Work to complete =
1) Reproduce the comment thread below word for word, from "One of the best" up to and including "happen to them.".
2) According to the comment thread below, why should the book not be expected before the last week of January or the first of February? Answer in one to three sentences.
3) Summarize the comment thread below in three sentences.

+++ Reading text

Misty: You BETTER be mean. But I have to look it over at least once before I inflict this thing on anyone else. Since I refuse to look it over before January 1, expect it the last week of Janurary or the first of February. I will email you when I am ready to let someone else look at it.
Oh yeah, and also Misty: I guess that's true that Nickelback fans shave their heads. I think. I have only met two self-professed fans and they had shaved heads.
I'm weirded out by teenagers period. As near as I can see, their only useful purpose is for medical testing. They won't do useful work, and annoy everyone around them while they aren't doing it.
Nickelback. I don't think I've ever heard any of their music. Coldplay either. But then, I think the Beatles and Rolling Stones are new and dangerous music, and very little since then qualifies as music. Which maybe explains teenagers.
I would feel bad about the kitten too. I don't think I could do it. Teenagers, yes, easily. By the trainload.
Nebraska and Kansas really are the same place. There is just an artificial line drawn down the middle of it so the government can put more porkers on the payroll.
One of the best tools to develop characters is asking "what's the worst thing that could happen to them?" Except with teenagers, there isn't really a worse thing that could happen to them.
Keith: I have to agree with you about teenagers. I think we should stop animal testing and start testing on teenagers.
I'll be honest that I kind of like weirdo indy pop most of the time, which is why Coldplay is a weird one... it is very mainstream pop. I have never actually heard Nickelback. I am a particular fan of Mumford and Sons right now, which I would recommend to anyone who wants something new that doesn't suck.
There is also not much difference between eastern Colorado and Nebraskansas... anything east of interstate 25 should simply be absorbed by those two states.
Also: thank you, you make me laugh. There really isn't anything worse that you can do to a teenager than having them BE teenagers. Hah!
Congrats on finishing your book! You killed a kitten?
Thoughtsy: Thanks, and yes. Something is terribly terribly wrong with my brain that it came up with that. The kitten got eaten and... ah... spread around a little bit. WHY DID I WRITE THAT!!!
Oh my god, I just reread my comment. Adverse? Of course I meant AVERSE. Wait, are you sure you want me editing that book of yours? Jeesh.
Oh, and Mumford & Sons rock. They are one of my new favorite bands. I even did a post about them way back when, in my wee days of blogging: http://mistyslaws.wordpress.com/2011/08/03/my-my-heart-like-a-kick-drum/
Misty: No, no, you'll be fine. And you're probably better at English than I am... I read a lot so most of what I learned is through osmosis. It's been nigh on 20 years since I took an English comp course.

++++++
+++ Information shown

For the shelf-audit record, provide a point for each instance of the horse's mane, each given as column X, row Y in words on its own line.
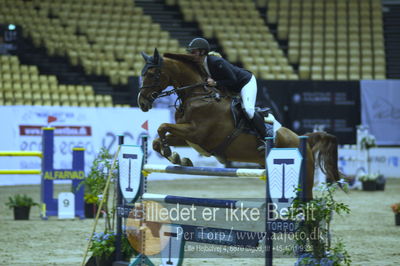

++++++

Responses by task =
1)
One of the best tools to develop characters is asking "what's the worst thing that could happen to them?" Except with teenagers, there isn't really a worse thing that could happen to them.

2) The writer must look the book over at least once before letting anyone else see it. The writer also refuses to do that review before January 1, which pushes the earliest date to late January or early February.

3) Commenters congratulate a writer on finishing a book, which includes a kitten that gets eaten, and they arrange for it to be sent out for editing once the writer has reviewed it. They joke that teenagers are useless and annoying, and they compare music tastes, with several never having heard Nickelback and two praising Mumford and Sons. They also say that Nebraska and Kansas are really the same place and that eastern Colorado is hardly different.